> Work instruction
Print every line below. Match each one exactly.

> Material provided

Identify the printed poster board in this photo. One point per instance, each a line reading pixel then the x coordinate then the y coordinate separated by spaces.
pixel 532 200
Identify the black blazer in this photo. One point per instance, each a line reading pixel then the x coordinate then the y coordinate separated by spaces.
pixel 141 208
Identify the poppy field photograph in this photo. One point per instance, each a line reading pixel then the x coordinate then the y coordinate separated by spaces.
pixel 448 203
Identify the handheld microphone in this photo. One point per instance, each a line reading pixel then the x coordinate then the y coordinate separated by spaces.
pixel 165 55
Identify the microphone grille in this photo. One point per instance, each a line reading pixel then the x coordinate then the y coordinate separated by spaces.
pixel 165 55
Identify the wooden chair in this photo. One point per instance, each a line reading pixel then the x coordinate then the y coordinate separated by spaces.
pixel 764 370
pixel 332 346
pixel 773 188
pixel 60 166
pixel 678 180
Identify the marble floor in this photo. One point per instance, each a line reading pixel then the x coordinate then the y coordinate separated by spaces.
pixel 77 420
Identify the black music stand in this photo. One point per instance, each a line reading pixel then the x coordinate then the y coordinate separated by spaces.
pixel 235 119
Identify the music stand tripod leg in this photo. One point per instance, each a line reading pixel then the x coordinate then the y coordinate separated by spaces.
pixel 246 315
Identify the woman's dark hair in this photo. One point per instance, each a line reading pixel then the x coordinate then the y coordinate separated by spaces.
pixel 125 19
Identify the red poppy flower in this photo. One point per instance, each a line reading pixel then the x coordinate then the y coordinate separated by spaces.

> Response
Identify the printed poster board in this photo. One point per instance, each a line reading pixel then the x coordinate then the y coordinate separated by spaces.
pixel 532 200
Identify the black blazer in this photo. One point per instance, each a line reading pixel then the x coordinate then the y coordinate separated by spaces.
pixel 141 208
Identify the poppy field photograph in this photo. One point per instance, each a line reading pixel then the x coordinate then the y coordinate separated by spaces.
pixel 448 203
Identify the handheld microphone in this photo. One point per instance, each a line reading pixel then the x coordinate then the y coordinate separated by spaces.
pixel 165 55
Identify the microphone grille in this photo. One point per instance, each a line reading pixel then the x coordinate then the y coordinate separated by spaces.
pixel 165 55
Identify the wooden chair in this photo. One point per instance, each a line reading pixel then the x coordinate then the y coordinate separated by spaces.
pixel 764 370
pixel 332 346
pixel 773 188
pixel 60 166
pixel 678 180
Identify the marble floor in this photo. One point per instance, each a line reading pixel then the x coordinate then the y coordinate separated by spaces.
pixel 77 420
Identify the black music stand in this photo. One point per instance, each a line reading pixel then the x coordinate then the y coordinate separated by spaces.
pixel 235 119
Identify the music stand tripod leg in this photo. One point per instance, each a line reading pixel then the x coordinate then the y coordinate separated by spaces.
pixel 246 315
Identify the woman's dark hair in this photo. One point per instance, each a line reading pixel then the x coordinate then the y coordinate separated by spaces.
pixel 125 19
Identify the red poppy flower in this photo. One point per instance, each a line reading pixel then the x coordinate then the y coordinate separated by spaces.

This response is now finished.